Problem statement: Word for word, copy the line containing "Spot the metal" and each line after it in the records below, ending with the last line.
------------------------------
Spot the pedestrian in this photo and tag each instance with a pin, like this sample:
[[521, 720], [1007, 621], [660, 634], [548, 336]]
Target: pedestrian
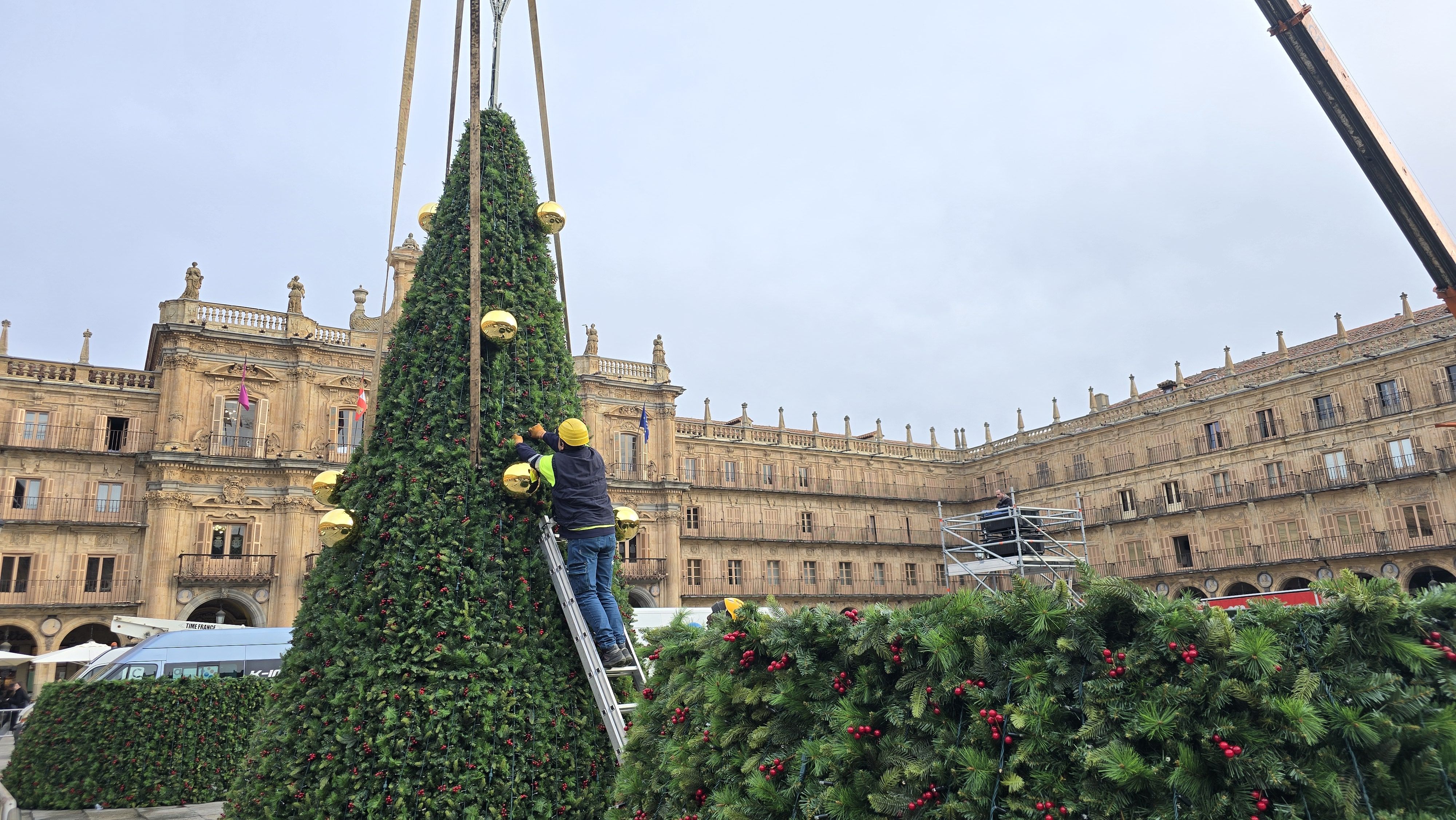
[[579, 492], [14, 700]]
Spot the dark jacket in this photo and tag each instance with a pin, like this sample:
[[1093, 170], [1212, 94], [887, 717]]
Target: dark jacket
[[579, 486]]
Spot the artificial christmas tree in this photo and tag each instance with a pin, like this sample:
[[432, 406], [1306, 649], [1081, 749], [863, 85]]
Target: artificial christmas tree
[[432, 674]]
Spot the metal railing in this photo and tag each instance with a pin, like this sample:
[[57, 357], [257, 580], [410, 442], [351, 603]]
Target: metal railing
------------------------------
Response to this task:
Spot the metal railing in this photo and tag each instance with a pin, like this sample:
[[57, 357], [257, 580], [410, 442], [351, 603]]
Target: metal railing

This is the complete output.